→ Text passage
________________

Bates Guide To Physical Examination And History-Taking Essay

Question:

Describe about the Bates Guide To Physical Examination And History-Taking?

Answer:

1: Name of the common pathogens that cause HEENT

Some of the common pathogens of HEENT (Head, Eyes, Ear, Neck and Throat) are- Candida, Herpes Simplex, Haemophilus influenza Type B, Staphylococcus aureus, Enterococcus, Eikenella, Klebsiella, Pseudomonas, etc. These bacteria can cause common cold, Sinusitis, Otitis, Pharyngitis, Epiglottitis and Laryngotracheitis, Bronchitis, Pneumonia, etc. (Bickley & Szilagyi, 2012).

Antibiotics used to treat HEENT diseases

In the treatment of these diseases, different types of medicines need to be involved. Most of the viruses and bacteria, caused these diseases are very infectious as well as contagious. Also, it is also found that most of the causative pathogens such as influenza, enterococcus or staphylococcus gained more resistant to the drug used to treat previously discussed diseases. Therefore, multiple drugs could be administered to treat these diseases, which may include amoxicillin, levofloxacin, moxifloxacin, doxycycline, clavulanate, etc (Haber et al., 2015). For other unconfirmed illness, use of multiple drugs is also beneficial as the application of multiple drugs can treat diseases without harming the patient as well as without identifying the potential pathogens. However, if the disease does not cure with the application of multiple drugs, then the patient need to go through a proper assessment to identify the causative pathogens.

________________

(Stored data)
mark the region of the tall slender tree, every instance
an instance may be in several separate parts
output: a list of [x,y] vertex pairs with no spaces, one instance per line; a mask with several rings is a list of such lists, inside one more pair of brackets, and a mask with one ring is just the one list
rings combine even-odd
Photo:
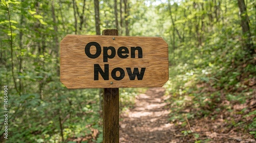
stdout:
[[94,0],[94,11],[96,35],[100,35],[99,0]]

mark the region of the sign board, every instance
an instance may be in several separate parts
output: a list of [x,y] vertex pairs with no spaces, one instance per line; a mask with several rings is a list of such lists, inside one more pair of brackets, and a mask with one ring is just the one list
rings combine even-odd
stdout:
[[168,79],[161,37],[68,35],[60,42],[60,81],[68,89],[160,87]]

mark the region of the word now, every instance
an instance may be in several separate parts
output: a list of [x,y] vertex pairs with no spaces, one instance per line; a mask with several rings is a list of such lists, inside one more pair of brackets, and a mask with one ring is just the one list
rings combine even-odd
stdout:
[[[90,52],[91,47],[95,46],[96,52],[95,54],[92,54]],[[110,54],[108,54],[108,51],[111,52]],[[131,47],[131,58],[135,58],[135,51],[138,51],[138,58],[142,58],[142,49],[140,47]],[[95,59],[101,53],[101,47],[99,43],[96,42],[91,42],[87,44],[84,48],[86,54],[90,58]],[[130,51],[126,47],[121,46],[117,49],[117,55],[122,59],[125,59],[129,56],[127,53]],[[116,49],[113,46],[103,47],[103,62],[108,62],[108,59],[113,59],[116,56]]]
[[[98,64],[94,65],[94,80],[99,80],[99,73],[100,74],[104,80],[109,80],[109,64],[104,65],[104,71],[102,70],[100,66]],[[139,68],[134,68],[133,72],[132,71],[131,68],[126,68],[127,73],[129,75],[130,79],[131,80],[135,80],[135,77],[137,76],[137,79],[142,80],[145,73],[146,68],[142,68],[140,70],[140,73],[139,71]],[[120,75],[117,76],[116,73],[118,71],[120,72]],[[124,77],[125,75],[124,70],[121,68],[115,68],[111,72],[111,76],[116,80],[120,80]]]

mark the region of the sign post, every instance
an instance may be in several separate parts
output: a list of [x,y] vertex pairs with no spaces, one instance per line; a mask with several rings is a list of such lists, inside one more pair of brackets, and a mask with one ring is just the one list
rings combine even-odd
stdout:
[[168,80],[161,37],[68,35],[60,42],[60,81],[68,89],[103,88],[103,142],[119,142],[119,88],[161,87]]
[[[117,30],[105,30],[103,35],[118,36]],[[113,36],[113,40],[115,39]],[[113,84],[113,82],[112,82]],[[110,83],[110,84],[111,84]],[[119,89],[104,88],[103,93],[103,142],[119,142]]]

________________

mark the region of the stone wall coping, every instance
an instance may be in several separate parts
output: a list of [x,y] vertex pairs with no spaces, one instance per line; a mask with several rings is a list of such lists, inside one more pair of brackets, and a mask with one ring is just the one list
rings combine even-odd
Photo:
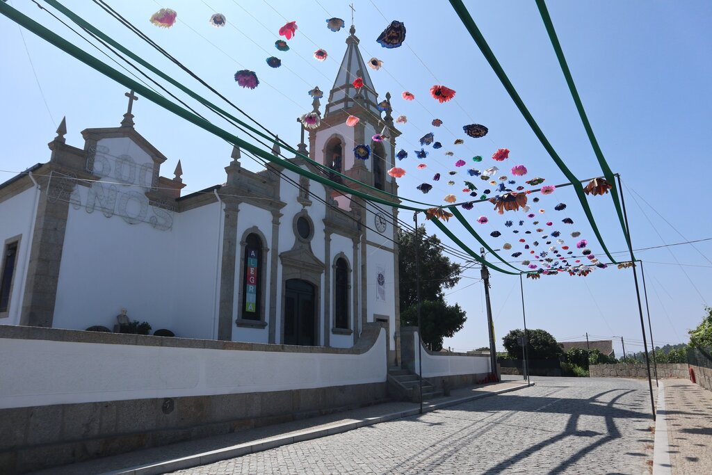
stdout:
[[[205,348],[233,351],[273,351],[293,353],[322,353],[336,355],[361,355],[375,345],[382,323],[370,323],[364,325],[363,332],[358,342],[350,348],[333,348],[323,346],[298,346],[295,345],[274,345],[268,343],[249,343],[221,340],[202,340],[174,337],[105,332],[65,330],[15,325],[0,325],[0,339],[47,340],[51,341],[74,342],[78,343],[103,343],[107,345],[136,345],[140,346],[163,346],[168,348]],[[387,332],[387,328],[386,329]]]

________________

→ Your assignment
Reproduce word for word the portion of the essay on HEENT pathogens starting with "Describe about the" and going on through "(Bickley & Szilagyi, 2012).".

→ Response
Describe about the Bates Guide To Physical Examination And History-Taking?

Answer:

1: Name of the common pathogens that cause HEENT

Some of the common pathogens of HEENT (Head, Eyes, Ear, Neck and Throat) are- Candida, Herpes Simplex, Haemophilus influenza Type B, Staphylococcus aureus, Enterococcus, Eikenella, Klebsiella, Pseudomonas, etc. These bacteria can cause common cold, Sinusitis, Otitis, Pharyngitis, Epiglottitis and Laryngotracheitis, Bronchitis, Pneumonia, etc. (Bickley & Szilagyi, 2012).